Overview

v2.15.0 Feature: Orchestrated campaigns automatically chain three SpiderIQ services together:
  1. SpiderMaps - Scrape businesses from Google Maps
  2. SpiderSite - Crawl each business website for emails and company info
  3. SpiderVerify - Verify extracted email addresses
One API call, complete lead data. Instead of managing three separate job types, the orchestrator handles everything automatically. You just call /next in a loop and retrieve aggregated results.

How It Works

The Chain

StepServiceWhat Happens
1SpiderMapsSearches Google Maps for businesses matching your query
2Domain FilterRemoves social media, review sites, directories (configurable)

Excerpts from location labeling data:
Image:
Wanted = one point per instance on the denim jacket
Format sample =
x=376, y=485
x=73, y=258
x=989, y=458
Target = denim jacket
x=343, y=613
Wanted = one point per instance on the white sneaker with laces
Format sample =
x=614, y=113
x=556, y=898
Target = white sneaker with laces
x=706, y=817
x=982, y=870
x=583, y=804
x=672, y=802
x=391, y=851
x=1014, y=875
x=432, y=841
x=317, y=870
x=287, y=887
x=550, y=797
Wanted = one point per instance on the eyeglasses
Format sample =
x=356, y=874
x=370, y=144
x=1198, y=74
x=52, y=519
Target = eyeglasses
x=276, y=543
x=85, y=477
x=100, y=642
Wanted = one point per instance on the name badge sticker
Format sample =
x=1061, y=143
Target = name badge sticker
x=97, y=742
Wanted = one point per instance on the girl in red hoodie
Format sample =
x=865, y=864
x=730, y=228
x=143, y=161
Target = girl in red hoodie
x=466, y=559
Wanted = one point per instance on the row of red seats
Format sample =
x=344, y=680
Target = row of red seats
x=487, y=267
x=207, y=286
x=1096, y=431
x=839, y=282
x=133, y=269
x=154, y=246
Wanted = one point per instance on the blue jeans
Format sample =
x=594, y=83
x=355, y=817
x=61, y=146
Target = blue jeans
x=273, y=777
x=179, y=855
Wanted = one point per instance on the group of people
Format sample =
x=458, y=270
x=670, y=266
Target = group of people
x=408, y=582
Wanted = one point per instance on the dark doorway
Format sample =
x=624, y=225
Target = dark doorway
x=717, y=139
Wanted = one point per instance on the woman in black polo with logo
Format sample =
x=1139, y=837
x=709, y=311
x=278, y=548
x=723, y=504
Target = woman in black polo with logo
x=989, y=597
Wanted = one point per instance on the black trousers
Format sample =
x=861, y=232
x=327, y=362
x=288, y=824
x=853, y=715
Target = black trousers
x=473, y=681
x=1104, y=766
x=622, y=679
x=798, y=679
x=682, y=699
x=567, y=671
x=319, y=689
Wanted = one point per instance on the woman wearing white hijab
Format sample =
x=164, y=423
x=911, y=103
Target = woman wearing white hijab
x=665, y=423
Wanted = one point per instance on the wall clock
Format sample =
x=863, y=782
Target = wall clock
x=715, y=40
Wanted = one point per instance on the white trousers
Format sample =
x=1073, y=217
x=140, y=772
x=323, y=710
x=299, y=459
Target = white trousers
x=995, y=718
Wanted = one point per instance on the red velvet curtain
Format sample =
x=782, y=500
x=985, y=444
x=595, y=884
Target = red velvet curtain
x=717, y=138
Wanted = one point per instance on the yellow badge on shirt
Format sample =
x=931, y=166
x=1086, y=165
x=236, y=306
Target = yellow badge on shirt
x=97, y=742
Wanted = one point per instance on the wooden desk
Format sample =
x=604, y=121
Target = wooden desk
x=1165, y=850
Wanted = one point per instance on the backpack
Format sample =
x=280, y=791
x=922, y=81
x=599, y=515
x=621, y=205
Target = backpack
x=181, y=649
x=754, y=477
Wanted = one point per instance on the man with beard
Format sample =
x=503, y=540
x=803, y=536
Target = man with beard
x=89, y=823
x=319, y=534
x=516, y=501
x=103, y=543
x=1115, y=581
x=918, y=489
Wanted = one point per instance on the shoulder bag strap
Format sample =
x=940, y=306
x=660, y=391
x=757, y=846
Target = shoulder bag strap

The problem:
According to the orchestrated campaigns overview, why does a user only need to call /next in a loop instead of handling SpiderMaps, SpiderSite, and SpiderVerify separately? Answer in one to three sentences. Rely only on the orchestrated campaigns overview.

Correct answer:
The orchestrator automatically chains the three SpiderIQ services and handles everything. The user therefore doesn't have to manage three separate job types and can retrieve aggregated results from one API call.